→ **Activity**: Your task is to extract every line from the material below exactly.

→ **Provided records**:
((

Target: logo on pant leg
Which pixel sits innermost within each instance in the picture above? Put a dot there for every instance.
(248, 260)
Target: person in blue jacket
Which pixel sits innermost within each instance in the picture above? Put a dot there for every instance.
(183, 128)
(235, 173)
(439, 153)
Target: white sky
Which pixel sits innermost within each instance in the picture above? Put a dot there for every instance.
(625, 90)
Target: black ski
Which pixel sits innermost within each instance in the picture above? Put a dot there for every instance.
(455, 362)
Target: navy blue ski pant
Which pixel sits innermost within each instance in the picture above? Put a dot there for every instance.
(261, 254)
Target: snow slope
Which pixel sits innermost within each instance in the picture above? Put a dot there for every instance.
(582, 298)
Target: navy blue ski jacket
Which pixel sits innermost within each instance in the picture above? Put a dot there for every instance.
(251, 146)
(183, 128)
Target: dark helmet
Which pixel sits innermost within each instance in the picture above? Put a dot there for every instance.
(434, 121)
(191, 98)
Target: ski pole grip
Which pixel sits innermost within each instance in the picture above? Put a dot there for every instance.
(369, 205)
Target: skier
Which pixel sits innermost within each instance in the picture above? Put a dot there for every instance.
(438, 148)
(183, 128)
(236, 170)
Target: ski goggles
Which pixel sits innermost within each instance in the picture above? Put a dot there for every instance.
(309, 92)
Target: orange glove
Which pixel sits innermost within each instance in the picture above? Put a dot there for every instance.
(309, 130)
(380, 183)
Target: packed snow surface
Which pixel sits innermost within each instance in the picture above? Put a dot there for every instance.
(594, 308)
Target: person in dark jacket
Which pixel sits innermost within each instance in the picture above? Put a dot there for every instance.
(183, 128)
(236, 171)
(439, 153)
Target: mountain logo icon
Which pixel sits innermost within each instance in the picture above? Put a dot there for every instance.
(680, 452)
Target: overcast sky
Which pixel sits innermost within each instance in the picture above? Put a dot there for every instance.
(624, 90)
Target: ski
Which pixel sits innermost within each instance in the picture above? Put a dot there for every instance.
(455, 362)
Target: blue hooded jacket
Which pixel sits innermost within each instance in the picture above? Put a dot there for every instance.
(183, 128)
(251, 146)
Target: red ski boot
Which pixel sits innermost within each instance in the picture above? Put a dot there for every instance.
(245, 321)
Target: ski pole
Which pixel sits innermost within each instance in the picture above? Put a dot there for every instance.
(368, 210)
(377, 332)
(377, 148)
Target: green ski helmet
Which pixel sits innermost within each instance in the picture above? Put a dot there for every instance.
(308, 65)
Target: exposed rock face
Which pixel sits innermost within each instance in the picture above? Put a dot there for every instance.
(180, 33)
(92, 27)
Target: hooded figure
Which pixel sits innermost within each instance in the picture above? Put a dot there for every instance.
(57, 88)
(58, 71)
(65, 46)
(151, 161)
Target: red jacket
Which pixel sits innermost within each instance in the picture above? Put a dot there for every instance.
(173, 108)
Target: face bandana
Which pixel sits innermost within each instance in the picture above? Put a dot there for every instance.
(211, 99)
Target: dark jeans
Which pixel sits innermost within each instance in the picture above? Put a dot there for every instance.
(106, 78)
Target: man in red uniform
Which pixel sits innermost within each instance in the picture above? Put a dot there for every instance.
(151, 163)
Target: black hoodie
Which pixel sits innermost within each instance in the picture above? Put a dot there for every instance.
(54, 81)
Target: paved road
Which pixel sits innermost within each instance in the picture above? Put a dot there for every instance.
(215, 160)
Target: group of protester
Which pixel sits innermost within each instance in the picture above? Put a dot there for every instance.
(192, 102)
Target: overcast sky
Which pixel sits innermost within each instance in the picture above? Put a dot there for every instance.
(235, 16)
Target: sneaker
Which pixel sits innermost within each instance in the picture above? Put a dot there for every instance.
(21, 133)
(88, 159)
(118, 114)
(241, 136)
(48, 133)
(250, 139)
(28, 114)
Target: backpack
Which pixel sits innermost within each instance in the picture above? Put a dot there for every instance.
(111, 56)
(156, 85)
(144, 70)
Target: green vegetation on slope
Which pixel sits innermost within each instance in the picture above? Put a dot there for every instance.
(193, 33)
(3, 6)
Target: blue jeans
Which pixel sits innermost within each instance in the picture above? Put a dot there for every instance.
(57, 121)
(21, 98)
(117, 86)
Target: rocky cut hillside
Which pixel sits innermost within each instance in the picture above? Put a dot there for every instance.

))

→ **Result of the exercise**:
Target: logo on pant leg
Which pixel sits innermost within each instance in the picture above? Put a dot there for every instance.
(248, 260)
Target: person in blue jacket
Which pixel sits innermost within each instance in the picture above? Put a dot there for every instance.
(183, 128)
(235, 173)
(439, 153)
Target: white sky
Which pixel sits innermost within each instance in the picture above? Put a dot there for every instance.
(625, 90)
Target: black ski
Which pixel sits innermost within each instance in the picture above? Put a dot there for every instance.
(455, 362)
Target: navy blue ski pant
Which pixel sits innermost within each instance in the picture above? Put a dot there for every instance.
(261, 254)
Target: snow slope
Which pixel sits innermost within each instance in the picture above? Put a dot there for every instance.
(582, 298)
Target: navy blue ski jacket
Which pixel sits innermost within each instance in the picture above? Put a dot there for every instance.
(251, 146)
(183, 128)
Target: dark helmet
Which pixel sits innermost within each instance in the picture above? Put a dot there for every instance.
(434, 121)
(191, 98)
Target: ski pole grip
Which pixel sits innermost within each instance in the picture above? Put a dot there for every instance.
(369, 205)
Target: skier
Which pixel sits innermost within each instance in the picture above? Put a dot there for every instance.
(438, 148)
(183, 128)
(236, 170)
Target: ski goggles
Which pixel sits innermost within each instance in the picture above? Put a dot there for every instance.
(309, 92)
Target: orange glove
Which pixel sits innermost within each instance in the picture above? Put a dot there for every instance.
(309, 130)
(380, 183)
Target: packed snow surface
Which pixel sits innermost within each instance in the picture above? Put a dot there for every instance.
(594, 308)
Target: person in dark jacket
Which pixel sits innermost within each instance in the picture above? Put a dot there for every instance.
(183, 128)
(236, 171)
(439, 153)
Target: mountain logo icon
Which pixel sits innermost within each instance in the picture above? Put a dot there for every instance.
(680, 452)
Target: overcast sky
Which pixel sits innermost within each instance in the picture above? Put a dot there for every instance.
(624, 90)
Target: ski
Which pixel sits innermost within each instance in the picture above? Put a dot there for every instance.
(455, 362)
Target: blue hooded jacket
Which pixel sits innermost within each instance in the picture above? Put a dot there for every instance.
(183, 128)
(251, 146)
Target: red ski boot
Which pixel sits innermost within each instance in the picture above? Put a dot there for every instance.
(245, 321)
Target: ski pole
Which pixel sits innermost within each instance in the picture above? Put a dot there for every instance.
(368, 210)
(377, 332)
(377, 148)
Target: green ski helmet
Which pixel sits innermost within each instance in the picture above? Put a dot there for every instance.
(308, 65)
Target: exposed rock face
Which pixel sits innermost within each instance in the picture above? Put a dot there for every instance.
(180, 33)
(92, 27)
Target: hooded figure
Which pixel sits innermost within each instance in the picture above? Put a dot there for every instance.
(57, 88)
(58, 71)
(65, 46)
(151, 161)
Target: red jacket
Which pixel sits innermost within each instance in the picture above? Put a dot there for every instance.
(173, 108)
Target: face bandana
Which pixel sits innermost within each instance in the picture above? Put a dot there for every instance.
(211, 99)
Target: dark jeans
Which pixel sits innermost within each instance in the picture above? Put a dot there for every instance.
(106, 78)
Target: man in red uniform
Which pixel sits innermost within each instance in the picture above? Put a dot there for every instance.
(151, 163)
Target: black hoodie
Which pixel sits innermost within each instance in the picture above? Put a dot there for every instance.
(54, 81)
Target: paved road
Which pixel sits innermost within each instance in the picture above? Put a dot there for every instance.
(215, 160)
Target: group of protester
Which pixel sits innermost within each instance in the picture above? Put a dot there for every instance.
(192, 102)
Target: overcast sky
Which pixel sits innermost within each instance in the picture above? Put a dot there for every instance.
(235, 16)
Target: sneaker
Which pixel sits innermost within each instance in the picture above? Put a dot there for every instance.
(21, 133)
(88, 159)
(118, 114)
(241, 136)
(48, 133)
(250, 139)
(28, 114)
Target: backpack
Which pixel sits innermost within each instance in the picture above? Put a dot there for every instance.
(111, 56)
(156, 85)
(144, 70)
Target: green vegetation on slope
Which pixel sits innermost within each instance in the picture above? Put a dot there for every instance.
(193, 33)
(3, 6)
Target: blue jeans
Which pixel sits innermost within each instance in the picture above? Put a dot there for every instance.
(57, 121)
(21, 98)
(117, 86)
Target: rocky cut hillside
Which pixel sits innermost within each instance in the picture above? Put a dot there for every instance.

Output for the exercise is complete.